━━ EXERCISE INPUT ━━

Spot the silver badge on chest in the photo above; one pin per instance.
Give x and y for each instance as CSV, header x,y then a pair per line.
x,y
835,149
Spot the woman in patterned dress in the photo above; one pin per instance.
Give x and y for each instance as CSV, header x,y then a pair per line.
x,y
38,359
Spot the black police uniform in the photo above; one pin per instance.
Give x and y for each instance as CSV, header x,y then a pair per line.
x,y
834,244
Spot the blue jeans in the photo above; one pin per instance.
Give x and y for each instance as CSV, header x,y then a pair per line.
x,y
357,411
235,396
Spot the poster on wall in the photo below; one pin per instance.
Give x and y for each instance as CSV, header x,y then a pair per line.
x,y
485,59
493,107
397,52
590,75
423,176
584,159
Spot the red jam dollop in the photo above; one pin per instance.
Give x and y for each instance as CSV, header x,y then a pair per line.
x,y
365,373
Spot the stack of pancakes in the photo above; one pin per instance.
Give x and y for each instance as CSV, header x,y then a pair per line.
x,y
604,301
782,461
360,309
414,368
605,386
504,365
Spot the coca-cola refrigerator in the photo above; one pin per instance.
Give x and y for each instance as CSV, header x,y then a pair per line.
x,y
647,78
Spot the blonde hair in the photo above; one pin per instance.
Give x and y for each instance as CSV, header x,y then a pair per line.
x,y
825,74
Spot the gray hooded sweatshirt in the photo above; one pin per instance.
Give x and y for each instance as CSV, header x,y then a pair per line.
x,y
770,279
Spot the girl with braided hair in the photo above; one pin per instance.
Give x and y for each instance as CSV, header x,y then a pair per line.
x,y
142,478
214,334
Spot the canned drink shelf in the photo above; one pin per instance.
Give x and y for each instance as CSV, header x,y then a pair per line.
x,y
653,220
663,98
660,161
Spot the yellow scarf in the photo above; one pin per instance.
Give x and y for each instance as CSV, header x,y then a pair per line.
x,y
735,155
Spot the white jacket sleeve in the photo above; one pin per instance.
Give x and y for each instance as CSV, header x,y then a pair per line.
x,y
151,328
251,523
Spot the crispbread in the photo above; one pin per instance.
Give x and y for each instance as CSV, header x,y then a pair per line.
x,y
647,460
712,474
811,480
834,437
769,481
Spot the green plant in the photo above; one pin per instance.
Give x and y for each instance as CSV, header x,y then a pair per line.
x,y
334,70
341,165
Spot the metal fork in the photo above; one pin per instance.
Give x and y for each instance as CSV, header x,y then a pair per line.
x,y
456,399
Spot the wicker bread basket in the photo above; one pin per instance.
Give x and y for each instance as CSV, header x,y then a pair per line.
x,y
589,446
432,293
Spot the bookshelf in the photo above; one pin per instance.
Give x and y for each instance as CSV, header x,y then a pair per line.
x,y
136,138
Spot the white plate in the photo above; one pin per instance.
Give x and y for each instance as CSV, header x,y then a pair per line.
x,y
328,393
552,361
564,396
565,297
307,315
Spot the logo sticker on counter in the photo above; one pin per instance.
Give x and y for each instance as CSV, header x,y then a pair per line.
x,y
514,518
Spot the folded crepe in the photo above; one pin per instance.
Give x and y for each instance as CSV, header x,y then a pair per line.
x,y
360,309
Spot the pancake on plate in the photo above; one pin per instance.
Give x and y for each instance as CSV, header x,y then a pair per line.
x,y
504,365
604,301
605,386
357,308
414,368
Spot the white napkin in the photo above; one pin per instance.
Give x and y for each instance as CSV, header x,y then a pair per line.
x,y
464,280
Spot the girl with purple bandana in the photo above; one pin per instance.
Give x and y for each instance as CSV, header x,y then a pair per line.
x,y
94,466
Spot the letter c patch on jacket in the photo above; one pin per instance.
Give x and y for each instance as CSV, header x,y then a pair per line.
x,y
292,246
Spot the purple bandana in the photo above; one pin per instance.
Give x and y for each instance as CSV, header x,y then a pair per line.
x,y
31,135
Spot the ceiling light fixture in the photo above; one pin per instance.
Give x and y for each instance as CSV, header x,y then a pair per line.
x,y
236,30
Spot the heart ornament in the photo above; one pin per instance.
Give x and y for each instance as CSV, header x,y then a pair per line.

━━━

AIM OF THE TASK => Rewrite all the lines above as a numbered list, skipping any blank lines.

SOLUTION FOR THIS PROBLEM =>
1. Spot the silver badge on chest in the photo above; one pin per instance.
2. Give x and y for each instance as CSV, header x,y then a pair per line.
3. x,y
4. 835,149
5. Spot the woman in patterned dress in the photo above; one pin per instance.
6. Give x and y for each instance as CSV, header x,y then a pair per line.
7. x,y
8. 38,359
9. Spot the black police uniform in the photo above; one pin per instance.
10. Give x and y for each instance as CSV, header x,y then a pair per line.
11. x,y
12. 834,244
13. Spot the blue jeans in the photo above; one pin per instance.
14. Give x and y for each instance as CSV, header x,y then a pair per line.
15. x,y
16. 357,411
17. 235,396
18. Spot the poster on wall in the photo below; one pin per instance.
19. Give x and y for each instance as CSV, header x,y then a pair per line.
20. x,y
21. 485,59
22. 493,107
23. 397,52
24. 590,75
25. 423,176
26. 584,159
27. Spot the red jam dollop in the photo above; one pin per instance.
28. Give x and y for each instance as CSV, header x,y then a pair per line.
29. x,y
30. 365,373
31. Spot the stack of pancakes in the photo above; one pin per instance.
32. Give x and y for each instance as CSV, header x,y then a pair per line.
33. x,y
34. 604,301
35. 782,461
36. 360,309
37. 414,368
38. 605,386
39. 504,365
40. Spot the coca-cola refrigerator in the photo above; one pin per instance.
41. Give x and y for each instance as CSV, header x,y then a pair per line.
42. x,y
43. 647,78
44. Spot the blonde hair in the photo above; one pin per instance.
45. Give x and y for each instance as CSV, header x,y then a pair per line.
46. x,y
47. 825,74
48. Spot the gray hooded sweatshirt in the photo above; one pin per instance.
49. Give x and y for each instance as CSV, header x,y then a pair per line.
50. x,y
51. 770,279
52. Spot the girl with braided hair in the photo above; one pin per instance.
53. Give x and y for each instance as CSV, header x,y then a pair per line.
54. x,y
55. 142,478
56. 214,334
57. Spot the canned drink shelf in the photo above; one pin per instance.
58. Give x and y for each instance as CSV, header x,y then a pair per line.
59. x,y
60. 653,220
61. 663,98
62. 660,161
63. Spot the yellow scarf in the photo above; one pin per instance.
64. Give x and y for each instance as CSV, header x,y then a pair per line.
65. x,y
66. 735,155
67. Spot the white jacket sleeve in the photo above; one pin per instance.
68. Give x and y for each instance as CSV, header x,y then a pair per line.
69. x,y
70. 151,328
71. 251,523
72. Spot the crispbread in the photo above; one pin per instance.
73. Give x and y for each instance as CSV, header x,y then a pair per line.
74. x,y
75. 647,460
76. 712,474
77. 811,480
78. 834,437
79. 769,481
80. Spot the green plant in the photo above; one pin per instance.
81. Give x and y for each instance as CSV, header x,y then a pair per line.
82. x,y
83. 334,70
84. 341,165
85. Spot the metal fork in the photo above; one pin per instance.
86. Give x and y for each instance as CSV, header x,y then a pair per line.
87. x,y
88. 456,399
89. Spot the wicker bread basket in the photo above; one pin per instance.
90. Give x and y for each instance as CSV, header x,y then a pair per line.
91. x,y
92. 589,446
93. 432,293
94. Spot the bookshelf in the photo above; one pin per instance.
95. Give x and y for each instance as CSV, header x,y then a pair per line.
96. x,y
97. 136,138
98. Spot the white plate in the photo above; one pin per instance.
99. Give x and y for each instance as CSV, header x,y then a pair per line.
100. x,y
101. 328,393
102. 552,361
103. 564,396
104. 565,297
105. 307,315
106. Spot the logo sticker on counter in the photo above; one pin per instance.
107. Give x and y for each instance as CSV, header x,y then a pair per line.
108. x,y
109. 514,518
110. Spot the folded crepe in the photo above; one pin per instance.
111. Give x and y for each instance as CSV, header x,y then a pair per line.
112. x,y
113. 360,309
114. Spot the pancake on plate in the photo above; one pin per instance.
115. Give x and y for each instance as CSV, header x,y then a pair per line.
116. x,y
117. 504,365
118. 604,301
119. 605,386
120. 357,308
121. 414,368
122. Spot the white napkin in the photo above; one pin per instance.
123. Give x and y for each instance as CSV, header x,y then a pair per line.
124. x,y
125. 464,280
126. Spot the girl with purple bandana in the photo above; one pin per instance.
127. Give x and y for each instance as CSV, header x,y then a pair per line.
128. x,y
129. 94,466
130. Spot the letter c patch on jacket in the photo above; one pin per instance.
131. Give x and y for each instance as CSV, header x,y then a pair per line.
132. x,y
133. 292,246
134. Spot the purple bandana in the photo above; one pin per instance.
135. Give x and y for each instance as CSV, header x,y then a pair per line.
136. x,y
137. 31,135
138. Spot the ceiling light fixture in the photo above; one pin per instance.
139. Give x and y for each instance as CSV, header x,y then a pair per line.
140. x,y
141. 236,30
142. Spot the heart ornament in the photo above; one pin per instance.
143. Give x and y for each instance as CSV, header x,y then a pair per line.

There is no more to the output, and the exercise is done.